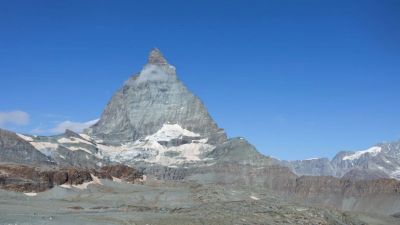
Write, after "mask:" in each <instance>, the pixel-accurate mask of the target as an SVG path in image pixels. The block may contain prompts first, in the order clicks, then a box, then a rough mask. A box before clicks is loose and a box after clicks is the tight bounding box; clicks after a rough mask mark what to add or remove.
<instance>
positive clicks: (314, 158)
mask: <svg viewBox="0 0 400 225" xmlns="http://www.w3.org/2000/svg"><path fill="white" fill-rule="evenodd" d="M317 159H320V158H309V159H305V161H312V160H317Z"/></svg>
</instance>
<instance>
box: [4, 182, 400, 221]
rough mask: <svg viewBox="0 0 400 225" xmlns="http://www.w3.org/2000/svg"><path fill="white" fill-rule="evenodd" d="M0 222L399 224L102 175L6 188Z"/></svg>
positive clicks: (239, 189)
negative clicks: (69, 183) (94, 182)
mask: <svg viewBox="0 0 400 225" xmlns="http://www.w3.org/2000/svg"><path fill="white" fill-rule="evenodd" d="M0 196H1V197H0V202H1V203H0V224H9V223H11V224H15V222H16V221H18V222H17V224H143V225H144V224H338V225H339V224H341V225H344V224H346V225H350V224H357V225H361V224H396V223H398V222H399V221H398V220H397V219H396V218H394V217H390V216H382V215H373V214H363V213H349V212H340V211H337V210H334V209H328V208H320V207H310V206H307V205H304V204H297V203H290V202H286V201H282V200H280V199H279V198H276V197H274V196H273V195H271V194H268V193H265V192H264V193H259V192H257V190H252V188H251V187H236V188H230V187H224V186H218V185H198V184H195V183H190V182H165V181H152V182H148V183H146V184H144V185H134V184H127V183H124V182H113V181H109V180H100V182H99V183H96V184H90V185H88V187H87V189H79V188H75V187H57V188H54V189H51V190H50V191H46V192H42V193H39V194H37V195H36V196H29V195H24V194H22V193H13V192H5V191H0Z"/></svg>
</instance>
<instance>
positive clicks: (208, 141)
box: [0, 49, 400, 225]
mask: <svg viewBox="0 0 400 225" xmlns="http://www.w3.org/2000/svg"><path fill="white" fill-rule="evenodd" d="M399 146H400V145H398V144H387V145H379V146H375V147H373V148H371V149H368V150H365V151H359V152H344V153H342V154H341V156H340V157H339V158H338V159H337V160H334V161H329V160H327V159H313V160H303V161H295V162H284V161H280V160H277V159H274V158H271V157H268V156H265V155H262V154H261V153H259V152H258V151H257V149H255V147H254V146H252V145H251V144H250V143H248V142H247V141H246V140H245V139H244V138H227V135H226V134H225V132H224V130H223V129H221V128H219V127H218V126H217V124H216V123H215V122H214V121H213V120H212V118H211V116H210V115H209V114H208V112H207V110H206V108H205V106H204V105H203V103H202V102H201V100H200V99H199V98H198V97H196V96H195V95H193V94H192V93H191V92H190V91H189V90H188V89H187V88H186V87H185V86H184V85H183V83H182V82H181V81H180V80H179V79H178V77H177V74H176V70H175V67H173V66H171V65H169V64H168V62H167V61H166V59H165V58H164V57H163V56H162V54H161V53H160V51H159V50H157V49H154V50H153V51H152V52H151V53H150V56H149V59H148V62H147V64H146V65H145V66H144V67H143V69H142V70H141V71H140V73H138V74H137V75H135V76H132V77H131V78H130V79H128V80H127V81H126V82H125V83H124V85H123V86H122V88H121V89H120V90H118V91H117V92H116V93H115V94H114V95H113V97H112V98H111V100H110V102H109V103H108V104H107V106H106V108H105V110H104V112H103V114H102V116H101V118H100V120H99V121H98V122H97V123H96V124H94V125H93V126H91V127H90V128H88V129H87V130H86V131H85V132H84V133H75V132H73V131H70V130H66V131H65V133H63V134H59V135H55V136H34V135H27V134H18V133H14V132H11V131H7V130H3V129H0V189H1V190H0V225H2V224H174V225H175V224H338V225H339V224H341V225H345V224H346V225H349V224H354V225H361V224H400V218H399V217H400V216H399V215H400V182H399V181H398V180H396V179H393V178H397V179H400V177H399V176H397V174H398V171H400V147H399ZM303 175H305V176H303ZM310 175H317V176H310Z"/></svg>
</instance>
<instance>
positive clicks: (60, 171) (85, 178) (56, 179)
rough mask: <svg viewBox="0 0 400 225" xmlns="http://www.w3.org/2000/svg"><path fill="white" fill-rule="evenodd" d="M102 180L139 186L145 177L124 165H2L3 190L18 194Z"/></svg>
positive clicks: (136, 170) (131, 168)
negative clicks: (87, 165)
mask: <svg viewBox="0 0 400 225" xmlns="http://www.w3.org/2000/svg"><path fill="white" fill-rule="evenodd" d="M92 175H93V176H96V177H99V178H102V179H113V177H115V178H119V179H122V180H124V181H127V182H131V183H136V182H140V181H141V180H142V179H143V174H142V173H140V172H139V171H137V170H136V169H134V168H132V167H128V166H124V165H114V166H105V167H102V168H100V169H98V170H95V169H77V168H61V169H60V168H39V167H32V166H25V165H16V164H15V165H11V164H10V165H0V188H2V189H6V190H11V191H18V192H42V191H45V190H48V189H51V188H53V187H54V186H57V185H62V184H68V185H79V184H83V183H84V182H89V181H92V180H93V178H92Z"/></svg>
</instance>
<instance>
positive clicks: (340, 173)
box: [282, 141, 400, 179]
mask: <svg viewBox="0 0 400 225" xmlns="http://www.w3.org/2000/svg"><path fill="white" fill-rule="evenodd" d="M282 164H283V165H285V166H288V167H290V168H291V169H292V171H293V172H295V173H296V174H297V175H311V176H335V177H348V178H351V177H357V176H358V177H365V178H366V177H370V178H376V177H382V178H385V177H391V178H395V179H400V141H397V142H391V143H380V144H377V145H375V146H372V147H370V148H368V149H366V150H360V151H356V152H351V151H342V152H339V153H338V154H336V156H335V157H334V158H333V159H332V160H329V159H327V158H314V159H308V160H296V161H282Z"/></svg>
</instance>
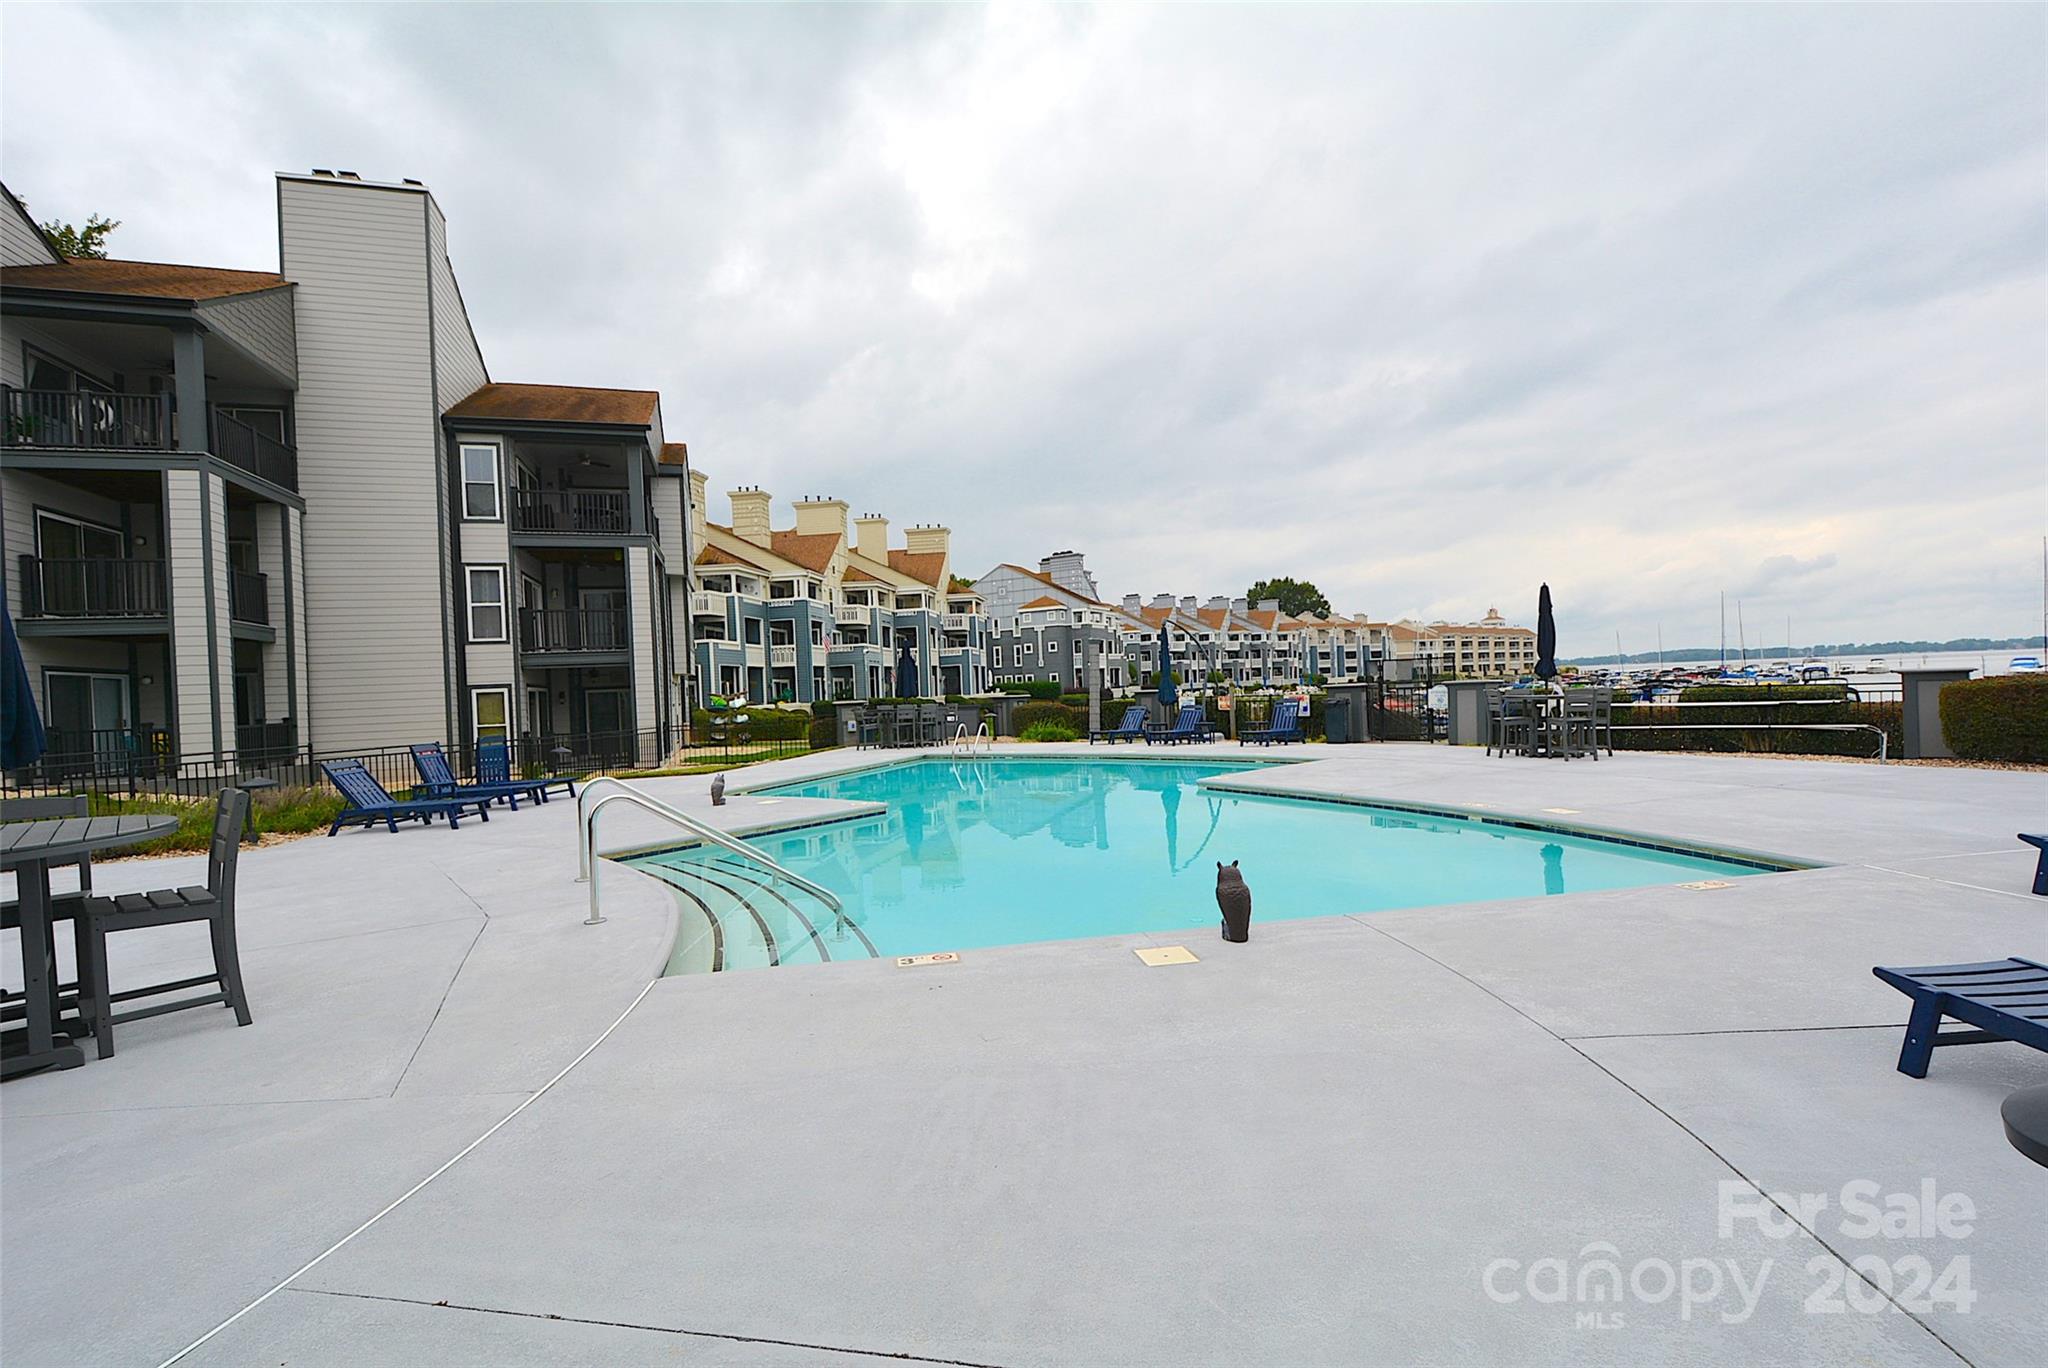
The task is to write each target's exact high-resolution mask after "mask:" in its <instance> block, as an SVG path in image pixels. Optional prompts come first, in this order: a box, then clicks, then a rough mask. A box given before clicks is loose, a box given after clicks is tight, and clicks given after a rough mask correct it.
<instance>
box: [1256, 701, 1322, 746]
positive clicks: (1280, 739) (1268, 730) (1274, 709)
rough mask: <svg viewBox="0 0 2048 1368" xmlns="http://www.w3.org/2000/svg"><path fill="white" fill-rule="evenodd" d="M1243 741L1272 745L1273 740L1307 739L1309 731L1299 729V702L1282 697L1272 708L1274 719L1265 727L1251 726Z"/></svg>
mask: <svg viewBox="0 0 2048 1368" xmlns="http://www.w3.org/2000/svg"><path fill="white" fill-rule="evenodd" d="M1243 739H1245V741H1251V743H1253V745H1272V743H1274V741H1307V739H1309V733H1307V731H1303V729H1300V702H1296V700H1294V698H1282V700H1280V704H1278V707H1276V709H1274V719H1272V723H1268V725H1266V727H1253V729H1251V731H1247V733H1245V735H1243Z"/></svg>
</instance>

++++++++++++++++++++

What is expected
Find every line in the rows above that contains the string "block", and copy each of those lines in full.

Task output
Write, after "mask:" in each <instance>, the pixel-accurate mask of the target as an SVG path in image pixels. The block may contain prompts first, in the order clicks, then a box, then a rough mask. A box before clicks is loose and a box after clicks is the tight bounding box; clicks after a rough mask mark what to add or remove.
The task is to write each target's exact high-resolution mask after "mask:" in its <instance> block, as an SVG path in image pixels. Optional prompts come first, in this order: a box, then clicks, then a rough mask. A box given before clicks is loose, a box given after clicks is tight, and clicks given after a rough mask correct it.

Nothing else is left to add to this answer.